» **Wymagania zadania**
Proszę przedłużyć artykuł o groźbie cyberataków towarzyszących konfliktowi Rosji z Ukrainą. Nowy tekst ma zaczynać się zaraz po jego ostatnim zdaniu.

» **Fragment do lektury**

######

Partnerem strategicznym Homodigital.pl jest
2 lutego 2022

Wojna idzie ze wschodu. Czy mamy szykować się na cyberataki?

Rośnie ryzyko eskalacji konfliktu pomiędzy Rosją a Ukrainą. Wraz z nim zwiększa się zagrożenie poważnej destabilizacji sięgające daleko poza ukraińskie granice. Potencjalnej agresji towarzyszyć będą prawdopodobnie cyberataki, których efekty mogą odczuć państwa, firmy i zwykli obywatele żyjący daleko od linii frontu. Ostrzeżenie o zagrożeniu w cyberprzestrzeni wydał już m.in. Departament Bezpieczeństwa Wewnętrznego USA. Czy w przypadku rosyjskiego ataku czeka nas powtórka z 2017 roku i światowej infekcji NotPetya?

Rośnie ryzyko eskalacji konfliktu pomiędzy Rosją a Ukrainą. Wraz z nim zwiększa się zagrożenie poważnej destabilizacji sięgające daleko poza ukraińskie granice. Potencjalnej agresji towarzyszyć będą prawdopodobnie cyberataki, których efekty mogą odczuć państwa, firmy i zwykli obywatele żyjący daleko od linii frontu. Ostrzeżenie o zagrożeniu w cyberprzestrzeni wydał już m.in. Departament Bezpieczeństwa Wewnętrznego USA. Czy w przypadku rosyjskiego ataku czeka nas powtórka z 2017 roku i światowej infekcji NotPetya?

######

» **Fragmenty zbioru danych**

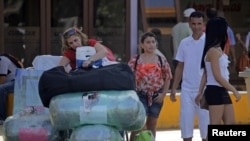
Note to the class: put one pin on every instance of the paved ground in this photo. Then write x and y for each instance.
(166, 135)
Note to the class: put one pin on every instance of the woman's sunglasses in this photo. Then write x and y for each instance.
(69, 33)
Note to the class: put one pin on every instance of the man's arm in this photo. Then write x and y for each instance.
(2, 79)
(177, 78)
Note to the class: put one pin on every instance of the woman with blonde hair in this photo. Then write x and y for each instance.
(215, 78)
(73, 38)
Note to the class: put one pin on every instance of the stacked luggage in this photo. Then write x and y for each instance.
(94, 103)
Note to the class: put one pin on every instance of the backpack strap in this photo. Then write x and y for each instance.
(137, 57)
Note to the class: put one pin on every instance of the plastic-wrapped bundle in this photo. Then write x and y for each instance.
(140, 121)
(95, 133)
(120, 109)
(29, 125)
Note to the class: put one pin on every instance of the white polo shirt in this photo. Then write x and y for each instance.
(190, 53)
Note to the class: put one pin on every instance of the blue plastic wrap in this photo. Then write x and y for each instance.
(121, 109)
(31, 124)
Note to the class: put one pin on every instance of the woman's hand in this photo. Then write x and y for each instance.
(172, 96)
(159, 98)
(237, 96)
(198, 98)
(86, 63)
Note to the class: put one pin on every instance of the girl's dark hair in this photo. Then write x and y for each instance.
(216, 34)
(211, 13)
(145, 35)
(196, 14)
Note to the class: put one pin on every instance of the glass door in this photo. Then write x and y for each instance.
(22, 29)
(109, 25)
(64, 14)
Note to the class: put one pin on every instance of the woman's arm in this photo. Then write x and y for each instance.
(201, 88)
(101, 52)
(64, 62)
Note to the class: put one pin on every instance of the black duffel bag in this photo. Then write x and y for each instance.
(112, 77)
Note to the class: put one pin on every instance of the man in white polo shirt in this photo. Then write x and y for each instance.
(180, 31)
(188, 69)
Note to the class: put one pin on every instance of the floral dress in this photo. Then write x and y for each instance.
(150, 78)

######

» **Odpowiedź końcowa**
Jeżeli dojdzie do inwazji to rosyjskie czołgi i żołnierze zatrzymają się prawdopodobnie w graniach Ukrainy, ale już inicjowane przez Rosjan cyberataki nie. Wynika to z natury cyberprzestrzeni i konfliktu prowadzonego w tej domenie, w której nie ma jasno wytyczonych granic. Mogą to być zarówno celowe jak i przypadkowe ataki, ale niezależnie od tego mają możliwość doprowadzenia do poważnych strat. Pierwsze oznaki intensyfikacji działań wymierzonych w Ukrainę mieliśmy kilka tygodni temu, kiedy to zhackowano strony administracji ukraińskiej oraz zainfekowano część systemów złośliwym oprogramowaniem WhisperGate podobnym do NotPetya.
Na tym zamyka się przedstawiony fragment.